> SOURCE PASSAGE

Sarbanes Oxley Compliance

 

Sarbanes-Oxley and its Impact on IT

“Sarbanes-Oxley Act (SOX) Section 404” requires companies to publish information in their annual reports concerning the scope and adequacy of the internal control structure and procedures for financial reporting. One challenge with the SOX 404 mandate is that it offers no specifics as to what controls need to be established within an IT organization to comply with the legislation. Most auditors have adopted the Information Technology Infrastructure Library (ITIL), Six-Sigma or Control Objectives for Information and Related Technology (COBIT) as a compliance framework. Among all of these “best-practice” frameworks, COBIT seems to be the most popular choice among IT professionals.


COBIT and Change Management Challenges

The “Manage Changes” section of the “Acquire and Implement” chapter of the COBIT framework mandates:

“All changes, including emergency maintenance and patches, relating to infrastructure and applications within the production environment must be formally managed in a controlled manner. Changes (including those to procedures, processes, system and service parameters) must be logged, assessed and authorised prior to implementation and reviewed against planned outcomes following implementation. This assures mitigation of the risks of negatively impacting the stability or integrity of the production environment.”

Change Management Systems like those included in HP Service Manager (formerly Peregrine), BMC Remedy Service Management, and CA Unicenter Service Desk let you define the change management process. They also let you run workflows so that the process can be tracked. But none of these systems answer the following question: Are all the changes going through the change management process?

This question is critical when it comes to SOX legislation. If the internal controls of financial systems are not followed, then how can companies sign off on the accuracy of the financial data? Merely having a process is not sufficient. For every control, COBIT requires an audit process for the control. Currently, the process is completely manual where administrators collect all the change tickets or “Requests for Change” from the change management system and then attempt to map the data found in various logs to those tickets.


Questions Auditors Ask about SOX Compliance

Auditors using COBIT framework are asking these questions to assess compliance:

- Are all the changes going through the change management process?

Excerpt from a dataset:
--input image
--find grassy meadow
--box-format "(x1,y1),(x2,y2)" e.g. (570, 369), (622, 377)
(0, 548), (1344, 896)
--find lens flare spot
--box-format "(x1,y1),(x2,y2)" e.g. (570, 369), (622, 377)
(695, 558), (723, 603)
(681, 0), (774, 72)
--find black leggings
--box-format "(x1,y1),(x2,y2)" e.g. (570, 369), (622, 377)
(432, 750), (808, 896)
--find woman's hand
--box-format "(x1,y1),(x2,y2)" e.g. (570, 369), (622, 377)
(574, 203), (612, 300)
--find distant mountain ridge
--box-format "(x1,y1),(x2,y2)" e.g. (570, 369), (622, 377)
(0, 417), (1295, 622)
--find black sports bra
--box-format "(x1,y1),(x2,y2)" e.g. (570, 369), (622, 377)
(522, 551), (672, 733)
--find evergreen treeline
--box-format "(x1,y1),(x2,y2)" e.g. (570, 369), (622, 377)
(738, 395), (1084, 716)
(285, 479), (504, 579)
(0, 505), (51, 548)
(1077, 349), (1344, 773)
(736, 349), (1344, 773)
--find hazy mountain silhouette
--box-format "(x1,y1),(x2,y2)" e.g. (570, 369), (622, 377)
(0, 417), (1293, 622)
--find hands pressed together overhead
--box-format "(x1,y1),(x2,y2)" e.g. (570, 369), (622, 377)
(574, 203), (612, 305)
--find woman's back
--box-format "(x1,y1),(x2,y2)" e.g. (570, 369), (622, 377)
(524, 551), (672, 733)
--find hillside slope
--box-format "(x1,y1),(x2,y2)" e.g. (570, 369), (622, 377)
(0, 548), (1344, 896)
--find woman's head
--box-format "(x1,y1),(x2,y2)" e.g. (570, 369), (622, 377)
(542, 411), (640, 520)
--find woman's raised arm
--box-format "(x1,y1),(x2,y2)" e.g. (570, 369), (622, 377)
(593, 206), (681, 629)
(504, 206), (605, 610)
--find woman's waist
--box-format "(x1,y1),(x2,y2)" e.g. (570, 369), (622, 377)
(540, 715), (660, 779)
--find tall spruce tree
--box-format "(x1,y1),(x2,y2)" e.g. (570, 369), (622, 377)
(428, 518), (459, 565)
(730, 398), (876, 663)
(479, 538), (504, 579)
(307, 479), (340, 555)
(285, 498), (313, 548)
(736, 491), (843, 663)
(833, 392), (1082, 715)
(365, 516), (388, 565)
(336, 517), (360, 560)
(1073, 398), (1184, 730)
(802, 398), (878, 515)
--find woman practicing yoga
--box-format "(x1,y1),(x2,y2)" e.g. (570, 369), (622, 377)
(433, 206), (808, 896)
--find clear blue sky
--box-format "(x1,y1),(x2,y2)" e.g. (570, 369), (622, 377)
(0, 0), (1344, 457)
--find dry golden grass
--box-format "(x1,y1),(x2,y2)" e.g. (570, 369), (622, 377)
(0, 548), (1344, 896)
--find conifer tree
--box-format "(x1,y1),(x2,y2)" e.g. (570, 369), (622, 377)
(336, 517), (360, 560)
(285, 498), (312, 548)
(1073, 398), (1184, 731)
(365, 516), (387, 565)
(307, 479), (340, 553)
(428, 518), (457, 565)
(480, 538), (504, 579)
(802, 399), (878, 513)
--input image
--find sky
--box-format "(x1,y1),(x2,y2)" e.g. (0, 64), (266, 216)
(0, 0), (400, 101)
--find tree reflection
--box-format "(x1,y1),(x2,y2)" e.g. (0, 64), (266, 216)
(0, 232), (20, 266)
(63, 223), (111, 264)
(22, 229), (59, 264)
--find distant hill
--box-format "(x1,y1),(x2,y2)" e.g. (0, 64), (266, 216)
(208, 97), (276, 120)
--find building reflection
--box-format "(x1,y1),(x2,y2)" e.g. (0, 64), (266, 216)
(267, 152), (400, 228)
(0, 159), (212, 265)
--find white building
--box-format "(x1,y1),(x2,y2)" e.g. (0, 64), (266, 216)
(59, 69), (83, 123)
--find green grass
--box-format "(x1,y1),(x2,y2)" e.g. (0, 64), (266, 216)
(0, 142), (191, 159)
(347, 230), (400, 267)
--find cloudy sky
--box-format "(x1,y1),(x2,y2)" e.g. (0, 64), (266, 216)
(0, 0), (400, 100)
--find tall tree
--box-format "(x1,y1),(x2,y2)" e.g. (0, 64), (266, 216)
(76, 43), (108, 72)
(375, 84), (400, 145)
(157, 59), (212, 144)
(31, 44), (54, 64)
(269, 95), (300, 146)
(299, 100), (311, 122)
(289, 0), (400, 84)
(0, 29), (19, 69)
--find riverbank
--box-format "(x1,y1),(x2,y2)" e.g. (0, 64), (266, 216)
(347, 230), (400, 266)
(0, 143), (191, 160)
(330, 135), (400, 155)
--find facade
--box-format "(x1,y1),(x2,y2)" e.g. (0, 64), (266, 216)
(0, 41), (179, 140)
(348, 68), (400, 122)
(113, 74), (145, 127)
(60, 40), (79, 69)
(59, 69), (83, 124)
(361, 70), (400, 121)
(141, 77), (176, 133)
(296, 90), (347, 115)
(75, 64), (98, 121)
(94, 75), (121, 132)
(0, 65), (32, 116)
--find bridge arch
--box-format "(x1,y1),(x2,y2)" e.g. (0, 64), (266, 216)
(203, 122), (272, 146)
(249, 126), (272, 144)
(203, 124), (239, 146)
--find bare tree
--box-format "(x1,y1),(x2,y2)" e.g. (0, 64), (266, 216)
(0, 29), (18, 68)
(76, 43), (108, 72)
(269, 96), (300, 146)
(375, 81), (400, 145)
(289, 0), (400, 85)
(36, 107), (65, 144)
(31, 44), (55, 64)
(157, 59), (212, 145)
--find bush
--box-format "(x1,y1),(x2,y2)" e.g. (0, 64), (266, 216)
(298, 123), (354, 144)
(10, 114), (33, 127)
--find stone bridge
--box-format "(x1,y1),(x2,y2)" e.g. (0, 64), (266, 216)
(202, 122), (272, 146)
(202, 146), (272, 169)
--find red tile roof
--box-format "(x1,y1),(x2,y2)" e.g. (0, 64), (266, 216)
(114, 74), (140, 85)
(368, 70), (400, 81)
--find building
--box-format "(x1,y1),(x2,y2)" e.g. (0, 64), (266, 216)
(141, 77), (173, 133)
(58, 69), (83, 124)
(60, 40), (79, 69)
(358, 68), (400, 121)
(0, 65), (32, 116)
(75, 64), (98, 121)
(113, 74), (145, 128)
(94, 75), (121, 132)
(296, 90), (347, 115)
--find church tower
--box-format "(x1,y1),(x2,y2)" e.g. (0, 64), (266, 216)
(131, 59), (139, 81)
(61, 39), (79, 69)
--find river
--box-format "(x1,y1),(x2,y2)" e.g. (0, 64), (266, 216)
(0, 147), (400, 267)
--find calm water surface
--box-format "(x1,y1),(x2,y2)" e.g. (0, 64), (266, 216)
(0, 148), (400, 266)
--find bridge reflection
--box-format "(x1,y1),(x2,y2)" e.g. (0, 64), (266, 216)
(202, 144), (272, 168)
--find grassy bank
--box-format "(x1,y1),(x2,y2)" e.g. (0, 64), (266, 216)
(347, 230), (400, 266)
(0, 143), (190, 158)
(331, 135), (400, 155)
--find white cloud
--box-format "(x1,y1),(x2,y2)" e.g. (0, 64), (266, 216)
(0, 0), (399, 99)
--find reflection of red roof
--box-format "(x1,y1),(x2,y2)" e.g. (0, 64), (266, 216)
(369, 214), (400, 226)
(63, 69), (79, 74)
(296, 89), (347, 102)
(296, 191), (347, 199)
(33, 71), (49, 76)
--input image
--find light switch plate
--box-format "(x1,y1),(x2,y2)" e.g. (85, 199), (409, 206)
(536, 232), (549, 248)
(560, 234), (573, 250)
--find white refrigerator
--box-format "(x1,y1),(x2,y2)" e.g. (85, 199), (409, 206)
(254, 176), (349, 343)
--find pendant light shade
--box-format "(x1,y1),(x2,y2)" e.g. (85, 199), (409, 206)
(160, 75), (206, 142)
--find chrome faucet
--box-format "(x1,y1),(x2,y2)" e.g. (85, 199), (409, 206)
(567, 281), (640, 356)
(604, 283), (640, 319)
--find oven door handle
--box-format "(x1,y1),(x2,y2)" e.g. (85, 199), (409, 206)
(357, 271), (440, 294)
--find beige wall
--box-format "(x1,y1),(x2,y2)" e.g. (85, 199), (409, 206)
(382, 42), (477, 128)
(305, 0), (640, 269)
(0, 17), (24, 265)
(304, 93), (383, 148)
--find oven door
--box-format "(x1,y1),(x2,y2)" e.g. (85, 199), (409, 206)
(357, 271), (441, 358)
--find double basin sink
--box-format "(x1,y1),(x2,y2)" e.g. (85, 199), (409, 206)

> COMPLETE THE FOLLOWING
**a.** According to the Sarbanes-Oxley passage, which best-practice framework seems to be the most popular choice among IT professionals?
**b.** Write the text that follows the final line of the Sarbanes-Oxley passage.

> THE REPLIES
**a.** COBIT (Control Objectives for Information and Related Technology).

**b.**
- Do you have a well defined emergency change process?

- What is the ratio of planned changes compared to emergency changes?

- How do you measure the effectiveness of the defined change process?

In summary, what they are seeking is validation that the change management process is effectively being used within the organization.


S3 Control Validates and Enforces the Change Process

Solidcore S3 Control™ tracks all changes throughout the infrastructure including those to the operating system, databases (schema and critical data tables), applications, network devices and directory servers. This is done in real-time, capturing detailed information about each change. This detail includes:

- Who (user),

- What (the object and content changed),

- When (the exact time of the change),

- Where (the server, database or other configuration item), and

- How (the method or agent used to make the change).

This provides a single, cost-effective means for auditing all the changes that may affect financial reporting. This very detailed change information is then used to reconcile the changes with the tickets in the change management system. Each change is either mapped to a ticket or marked as unauthorized. The unauthorized changes can be flagged and retroactively documented in the change management system as emergency changes, or marked as changes that were unauthorized and need to be investigated (and perhaps rolled back).

The net result is continuous and comprehensive validation of the change management process with on-demand reporting for auditors. Let’s look at a common example of this capability in action.

Consider a specific change management control derived from the COBIT framework required for SOX compliance:

“For emergency changes, approval for production migration must be obtained within 72 business hours of implementing the change in Production.”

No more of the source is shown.